### [WHAT TO WORK ON]
Keeping every word the same, return the listing from its first line until the line holding "The client would like the white sky" has been returned as well.

### [ENTRIES PROVIDED]
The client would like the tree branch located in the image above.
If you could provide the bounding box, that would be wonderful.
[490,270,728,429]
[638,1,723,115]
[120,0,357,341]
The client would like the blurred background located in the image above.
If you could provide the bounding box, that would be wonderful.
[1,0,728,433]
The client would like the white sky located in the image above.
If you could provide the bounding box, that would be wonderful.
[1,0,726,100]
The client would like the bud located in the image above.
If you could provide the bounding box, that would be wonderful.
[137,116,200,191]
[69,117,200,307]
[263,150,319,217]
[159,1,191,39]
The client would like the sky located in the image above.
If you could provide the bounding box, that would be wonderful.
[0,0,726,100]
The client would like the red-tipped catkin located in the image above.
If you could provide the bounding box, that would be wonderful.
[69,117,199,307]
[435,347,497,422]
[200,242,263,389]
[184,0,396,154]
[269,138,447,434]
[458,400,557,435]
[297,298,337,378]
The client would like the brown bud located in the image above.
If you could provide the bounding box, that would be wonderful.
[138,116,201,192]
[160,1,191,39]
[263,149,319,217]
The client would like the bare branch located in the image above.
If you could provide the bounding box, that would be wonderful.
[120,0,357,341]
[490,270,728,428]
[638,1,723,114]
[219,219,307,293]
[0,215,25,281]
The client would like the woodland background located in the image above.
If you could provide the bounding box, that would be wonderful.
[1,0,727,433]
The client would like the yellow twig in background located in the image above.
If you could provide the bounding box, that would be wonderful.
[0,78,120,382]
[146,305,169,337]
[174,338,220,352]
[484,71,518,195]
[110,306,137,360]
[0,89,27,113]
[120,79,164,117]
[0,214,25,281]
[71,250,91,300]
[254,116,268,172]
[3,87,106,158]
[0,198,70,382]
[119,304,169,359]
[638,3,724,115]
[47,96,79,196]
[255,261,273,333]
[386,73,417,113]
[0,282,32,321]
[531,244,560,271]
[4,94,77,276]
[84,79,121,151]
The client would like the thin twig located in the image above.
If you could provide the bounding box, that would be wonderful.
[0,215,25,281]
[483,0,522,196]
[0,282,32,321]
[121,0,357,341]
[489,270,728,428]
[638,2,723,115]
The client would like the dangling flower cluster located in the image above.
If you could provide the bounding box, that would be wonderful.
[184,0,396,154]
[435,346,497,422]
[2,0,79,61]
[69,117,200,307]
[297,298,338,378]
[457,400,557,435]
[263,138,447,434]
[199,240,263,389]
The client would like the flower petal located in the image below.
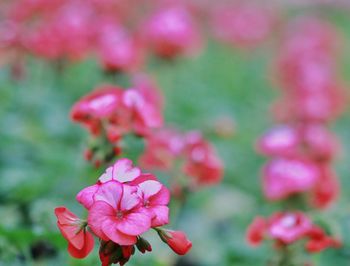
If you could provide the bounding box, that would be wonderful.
[94,181,122,209]
[88,201,115,240]
[99,166,114,183]
[117,211,151,236]
[113,159,141,182]
[120,185,140,211]
[149,185,170,205]
[102,218,137,245]
[150,206,169,227]
[76,184,99,209]
[138,180,162,199]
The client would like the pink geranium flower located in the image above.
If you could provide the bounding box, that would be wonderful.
[135,179,170,227]
[262,158,319,200]
[70,85,122,135]
[96,18,143,72]
[268,212,312,244]
[183,131,223,186]
[212,4,274,48]
[140,128,185,170]
[88,180,151,245]
[77,158,142,209]
[143,6,201,58]
[256,125,299,157]
[54,206,94,258]
[301,123,339,161]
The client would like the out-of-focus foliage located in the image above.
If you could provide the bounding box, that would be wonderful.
[1,6,350,266]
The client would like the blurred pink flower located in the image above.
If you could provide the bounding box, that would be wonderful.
[212,4,274,48]
[262,158,319,200]
[268,212,312,244]
[183,131,223,186]
[256,125,300,157]
[143,6,201,58]
[96,18,144,72]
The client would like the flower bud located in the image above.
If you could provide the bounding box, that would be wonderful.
[157,228,192,255]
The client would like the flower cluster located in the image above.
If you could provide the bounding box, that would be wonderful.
[211,3,275,48]
[55,159,192,265]
[247,17,344,265]
[247,212,341,253]
[140,129,223,192]
[0,0,203,73]
[70,75,163,166]
[257,18,345,209]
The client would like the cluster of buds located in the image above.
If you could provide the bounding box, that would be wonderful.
[258,18,346,209]
[55,159,192,265]
[247,17,345,264]
[247,212,341,253]
[140,128,223,195]
[70,75,163,167]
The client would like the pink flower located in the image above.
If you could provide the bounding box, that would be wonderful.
[135,179,170,227]
[140,128,185,170]
[70,85,122,135]
[54,207,94,258]
[88,180,152,245]
[301,123,339,161]
[246,216,266,246]
[183,131,223,186]
[256,125,299,157]
[71,81,163,144]
[212,4,274,48]
[157,229,192,255]
[97,19,143,72]
[311,165,339,209]
[268,212,312,244]
[262,158,319,200]
[143,6,201,58]
[77,158,142,209]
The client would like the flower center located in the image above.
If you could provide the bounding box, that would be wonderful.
[116,211,124,219]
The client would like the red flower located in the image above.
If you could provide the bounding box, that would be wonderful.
[54,206,94,258]
[305,226,341,253]
[246,216,266,246]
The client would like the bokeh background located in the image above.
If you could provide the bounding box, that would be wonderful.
[1,1,350,266]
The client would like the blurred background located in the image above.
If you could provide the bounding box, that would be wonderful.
[1,0,350,265]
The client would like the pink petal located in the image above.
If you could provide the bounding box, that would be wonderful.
[76,184,99,209]
[138,180,162,199]
[99,166,114,183]
[129,173,158,186]
[114,158,141,182]
[94,181,122,210]
[88,201,115,240]
[149,185,170,205]
[117,212,151,236]
[102,218,137,245]
[120,185,140,211]
[150,206,169,227]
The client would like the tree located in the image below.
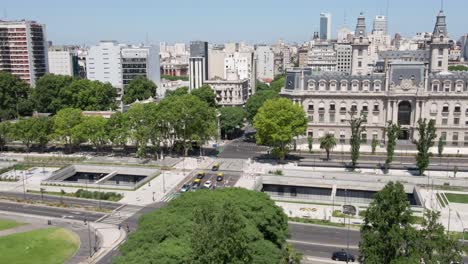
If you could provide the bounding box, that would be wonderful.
[319,134,336,160]
[165,86,189,98]
[70,79,117,111]
[219,107,245,139]
[254,98,307,161]
[0,71,32,120]
[0,122,11,151]
[270,74,286,93]
[122,77,157,105]
[385,121,401,167]
[124,104,152,158]
[31,74,74,113]
[79,116,108,151]
[437,136,445,157]
[31,117,53,152]
[53,108,83,153]
[11,118,36,152]
[191,85,216,108]
[415,119,437,175]
[245,89,279,123]
[106,112,129,149]
[371,137,379,155]
[115,188,297,264]
[349,113,366,169]
[307,136,313,153]
[448,65,468,71]
[256,82,270,92]
[359,182,415,263]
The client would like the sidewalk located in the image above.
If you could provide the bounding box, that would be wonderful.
[88,222,126,264]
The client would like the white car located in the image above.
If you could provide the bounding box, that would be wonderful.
[203,181,212,189]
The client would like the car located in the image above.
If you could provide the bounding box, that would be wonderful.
[216,173,224,182]
[331,251,355,262]
[192,179,201,190]
[343,205,357,216]
[180,184,191,193]
[204,181,212,189]
[212,163,220,171]
[196,171,205,179]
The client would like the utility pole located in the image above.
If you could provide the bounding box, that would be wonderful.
[22,171,26,201]
[86,218,92,257]
[447,206,451,234]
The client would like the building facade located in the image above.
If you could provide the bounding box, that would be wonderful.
[335,44,352,74]
[189,41,209,90]
[204,78,249,106]
[307,43,337,72]
[320,13,332,40]
[255,45,275,82]
[87,41,124,90]
[373,15,388,35]
[0,20,48,86]
[281,11,468,146]
[48,46,78,76]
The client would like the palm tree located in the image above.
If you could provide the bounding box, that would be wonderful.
[320,134,337,160]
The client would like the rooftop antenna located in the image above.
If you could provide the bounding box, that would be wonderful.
[343,10,347,26]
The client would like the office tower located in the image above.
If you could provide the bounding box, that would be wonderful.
[189,41,208,90]
[255,45,274,82]
[87,41,124,90]
[0,20,48,86]
[373,15,388,34]
[320,13,332,40]
[335,44,352,74]
[121,45,160,90]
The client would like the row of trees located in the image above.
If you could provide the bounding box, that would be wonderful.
[360,181,462,263]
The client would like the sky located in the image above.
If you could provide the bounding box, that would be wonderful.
[1,0,467,45]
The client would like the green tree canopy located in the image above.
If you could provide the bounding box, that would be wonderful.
[415,118,437,175]
[219,107,245,139]
[448,65,468,71]
[78,116,108,151]
[115,188,297,264]
[165,86,189,98]
[0,121,11,150]
[122,77,157,105]
[256,82,270,92]
[319,133,337,160]
[245,89,279,123]
[11,118,37,151]
[191,84,216,108]
[124,103,152,157]
[270,75,285,93]
[105,112,129,148]
[385,121,401,167]
[10,116,53,152]
[53,108,83,153]
[31,74,74,113]
[254,98,307,161]
[70,79,117,111]
[0,72,32,120]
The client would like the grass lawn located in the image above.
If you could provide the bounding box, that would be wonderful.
[0,219,23,231]
[0,227,79,264]
[444,193,468,204]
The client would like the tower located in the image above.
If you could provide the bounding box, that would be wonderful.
[351,13,370,75]
[429,10,450,73]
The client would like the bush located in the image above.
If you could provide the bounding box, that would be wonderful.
[74,189,122,201]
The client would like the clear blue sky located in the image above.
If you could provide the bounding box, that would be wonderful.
[2,0,467,45]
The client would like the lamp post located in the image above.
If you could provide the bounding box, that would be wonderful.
[345,188,350,264]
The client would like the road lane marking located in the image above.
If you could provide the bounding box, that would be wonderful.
[287,239,359,250]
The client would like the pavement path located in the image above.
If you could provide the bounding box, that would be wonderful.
[0,222,47,237]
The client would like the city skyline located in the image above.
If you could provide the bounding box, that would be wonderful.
[1,0,466,45]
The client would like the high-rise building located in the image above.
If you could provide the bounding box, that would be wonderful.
[0,20,48,86]
[307,43,337,72]
[335,44,352,74]
[189,41,208,90]
[373,15,388,34]
[461,35,468,61]
[320,13,332,40]
[255,45,274,82]
[48,46,78,76]
[87,41,160,98]
[87,41,124,90]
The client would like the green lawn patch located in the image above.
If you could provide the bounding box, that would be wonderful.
[445,193,468,204]
[0,219,23,231]
[0,227,79,264]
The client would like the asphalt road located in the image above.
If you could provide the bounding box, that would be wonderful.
[0,191,121,211]
[0,200,105,221]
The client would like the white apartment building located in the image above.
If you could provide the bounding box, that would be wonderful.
[87,41,160,97]
[208,49,226,80]
[0,20,48,86]
[48,47,76,76]
[255,45,275,82]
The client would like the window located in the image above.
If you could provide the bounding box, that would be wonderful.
[373,104,379,112]
[340,131,346,143]
[464,132,468,146]
[329,104,336,112]
[358,49,363,56]
[340,106,347,113]
[351,104,357,113]
[308,115,314,122]
[452,132,459,146]
[319,113,324,122]
[442,105,449,113]
[430,103,438,114]
[361,133,367,143]
[358,61,362,67]
[362,105,369,113]
[454,106,461,113]
[330,114,335,123]
[442,118,448,125]
[308,104,314,111]
[308,131,313,138]
[432,84,438,92]
[454,118,460,125]
[318,102,325,112]
[441,132,447,140]
[438,48,443,56]
[438,61,442,67]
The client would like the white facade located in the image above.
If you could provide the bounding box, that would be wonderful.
[337,26,353,43]
[48,48,74,76]
[208,49,226,80]
[368,31,392,64]
[189,57,206,90]
[373,15,388,34]
[335,44,352,74]
[87,41,123,89]
[255,45,274,82]
[204,79,249,106]
[121,45,160,95]
[307,44,337,72]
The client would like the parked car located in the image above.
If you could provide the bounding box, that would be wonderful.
[180,184,191,193]
[212,163,220,171]
[216,173,224,182]
[196,171,205,179]
[331,251,355,262]
[192,179,201,190]
[343,205,357,216]
[204,180,212,189]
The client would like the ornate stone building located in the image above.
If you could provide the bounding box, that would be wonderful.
[281,11,468,146]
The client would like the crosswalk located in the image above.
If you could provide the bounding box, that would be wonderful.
[160,193,179,203]
[97,204,142,225]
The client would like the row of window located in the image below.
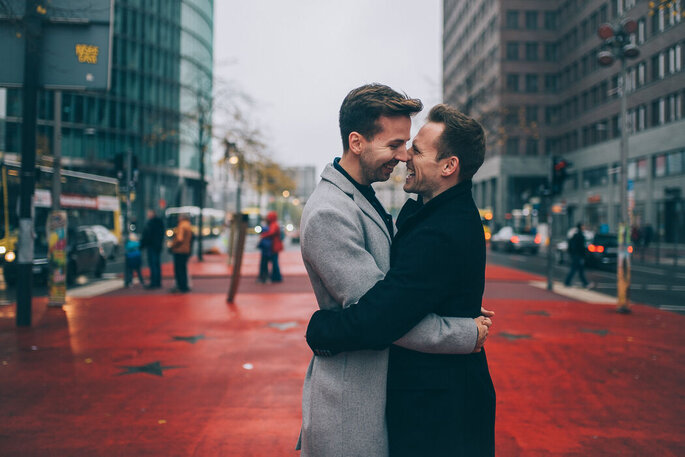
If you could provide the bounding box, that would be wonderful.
[547,89,684,155]
[505,10,558,30]
[570,149,683,192]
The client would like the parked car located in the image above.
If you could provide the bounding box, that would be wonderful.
[586,233,619,268]
[555,228,595,264]
[490,226,541,254]
[89,225,120,259]
[3,226,106,286]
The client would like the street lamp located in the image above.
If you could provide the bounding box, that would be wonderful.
[597,18,640,314]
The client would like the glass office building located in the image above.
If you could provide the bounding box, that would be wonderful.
[0,0,213,226]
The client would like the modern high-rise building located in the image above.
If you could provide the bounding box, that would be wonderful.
[443,0,684,241]
[0,0,213,226]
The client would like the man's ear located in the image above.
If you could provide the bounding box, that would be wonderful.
[441,156,460,177]
[348,132,365,156]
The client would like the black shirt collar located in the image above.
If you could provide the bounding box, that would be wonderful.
[333,157,377,200]
[333,157,394,237]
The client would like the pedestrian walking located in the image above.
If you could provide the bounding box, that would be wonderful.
[140,209,165,289]
[170,214,192,293]
[257,217,272,283]
[259,211,283,283]
[124,233,145,287]
[565,223,591,288]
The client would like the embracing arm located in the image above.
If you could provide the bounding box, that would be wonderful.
[306,228,470,354]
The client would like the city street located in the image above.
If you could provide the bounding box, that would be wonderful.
[1,247,683,456]
[488,247,685,313]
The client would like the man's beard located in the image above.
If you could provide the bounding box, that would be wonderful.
[359,147,392,184]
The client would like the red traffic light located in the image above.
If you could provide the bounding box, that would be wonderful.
[598,23,614,40]
[621,18,638,34]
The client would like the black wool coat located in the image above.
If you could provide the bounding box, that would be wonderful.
[306,179,495,457]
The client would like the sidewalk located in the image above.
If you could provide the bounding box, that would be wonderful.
[1,251,683,456]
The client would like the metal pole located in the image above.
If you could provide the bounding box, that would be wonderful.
[197,112,204,261]
[546,175,554,290]
[123,148,132,283]
[52,91,62,210]
[17,0,42,327]
[617,59,631,313]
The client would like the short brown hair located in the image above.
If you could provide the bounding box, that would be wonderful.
[428,104,485,181]
[339,83,423,151]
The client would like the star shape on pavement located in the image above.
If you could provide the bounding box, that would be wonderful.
[171,334,206,344]
[116,361,183,377]
[581,328,609,336]
[524,310,550,316]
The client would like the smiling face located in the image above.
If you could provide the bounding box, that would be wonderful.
[357,115,412,185]
[404,122,453,202]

### [COMPLETED EXERCISE]
The client would like the tree branch located in the image above.
If you could provide the bounding box, that would be wonderful.
[490,270,728,429]
[638,1,723,115]
[120,0,357,341]
The client would like the blurred background located in the image above.
If you could provide the bounding box, that would be wonderful.
[1,0,728,433]
The client would like the white sky located in the image above.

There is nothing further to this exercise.